Compito assegnato 1 >>
Ripeti senza modifiche il passo del testo su Eluana Englaro che va dalle parole "ELUANA, CENTO MEDICI" fino alle parole "Parenterale ed Enterale.", queste comprese.
Compito assegnato 2 >>
Secondo il testo su Eluana Englaro, quale carica ha ricoperto il dottor Gaetano Iapichino?

======== Testo

ELUANA, CENTO MEDICI IN TUTTA ITALIA: ”LO FACCIAMO NOI”

«Un sussulto di umanità». Oltre cento medici invocano, da tutta Italia, su Internet, la libertà di scelta e il diritto di Eluana Englaro a morire. Sul sito «L’etica, la politica e la libertà della scienza» rianimatori, neurologi ed esperti in bioetica ribadiscono che «la nutrizione artificiale è un atto medico». E come tale può e deve essere sospesa come si sospende la somministrazione di un farmaco o una trasfusione quando il paziente si oppone alle cure. Cento voci per la Englaro. Fra queste, il dottor Gaetano Iapichino, past-president della Società Italiana di Nutrizione Parenterale ed Enterale.

================
======== Materiale fornito

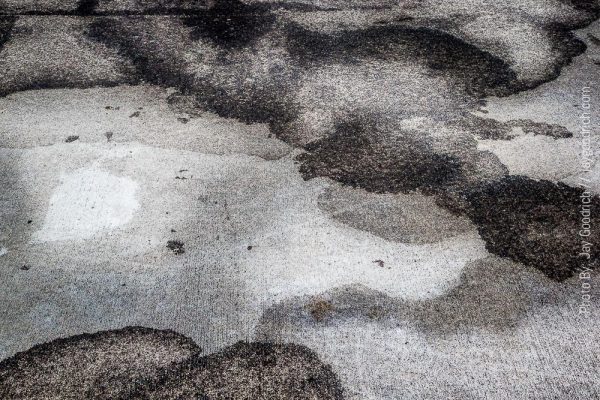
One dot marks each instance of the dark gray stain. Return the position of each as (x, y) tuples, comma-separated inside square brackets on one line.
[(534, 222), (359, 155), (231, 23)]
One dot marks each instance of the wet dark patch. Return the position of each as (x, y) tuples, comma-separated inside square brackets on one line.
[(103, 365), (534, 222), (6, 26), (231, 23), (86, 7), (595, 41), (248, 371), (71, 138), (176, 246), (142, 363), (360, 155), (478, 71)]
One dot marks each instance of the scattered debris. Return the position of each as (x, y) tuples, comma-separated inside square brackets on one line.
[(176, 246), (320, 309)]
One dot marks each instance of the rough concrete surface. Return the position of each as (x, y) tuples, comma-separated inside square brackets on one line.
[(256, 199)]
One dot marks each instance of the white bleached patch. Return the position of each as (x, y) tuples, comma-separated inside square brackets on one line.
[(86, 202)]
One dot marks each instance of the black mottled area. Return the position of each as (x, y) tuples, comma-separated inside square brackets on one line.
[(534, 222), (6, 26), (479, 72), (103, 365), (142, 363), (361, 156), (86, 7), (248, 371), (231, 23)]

================
======== Materiale fornito

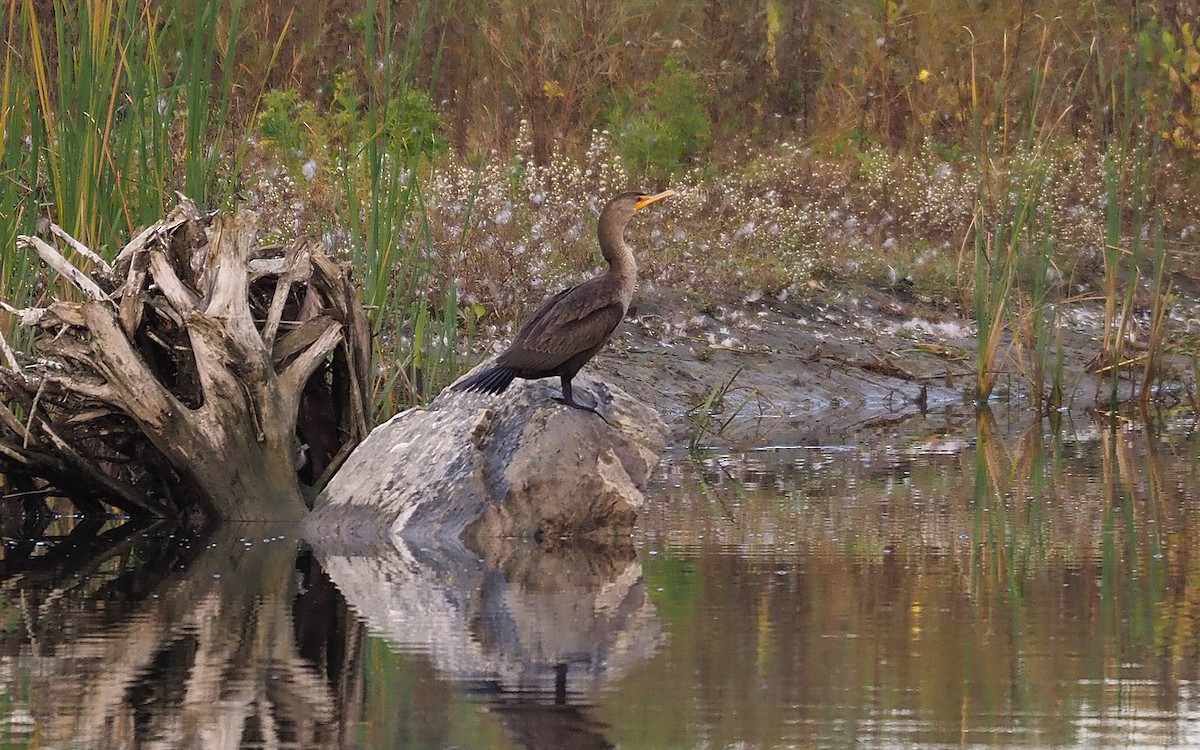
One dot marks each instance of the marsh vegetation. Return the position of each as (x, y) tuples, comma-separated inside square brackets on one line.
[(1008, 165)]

================

Risposta 1 >>
ELUANA, CENTO MEDICI IN TUTTA ITALIA: ”LO FACCIAMO NOI”

«Un sussulto di umanità». Oltre cento medici invocano, da tutta Italia, su Internet, la libertà di scelta e il diritto di Eluana Englaro a morire. Sul sito «L’etica, la politica e la libertà della scienza» rianimatori, neurologi ed esperti in bioetica ribadiscono che «la nutrizione artificiale è un atto medico». E come tale può e deve essere sospesa come si sospende la somministrazione di un farmaco o una trasfusione quando il paziente si oppone alle cure. Cento voci per la Englaro. Fra queste, il dottor Gaetano Iapichino, past-president della Società Italiana di Nutrizione Parenterale ed Enterale.

Risposta 2 >>
È stato past-president della Società Italiana di Nutrizione Parenterale ed Enterale.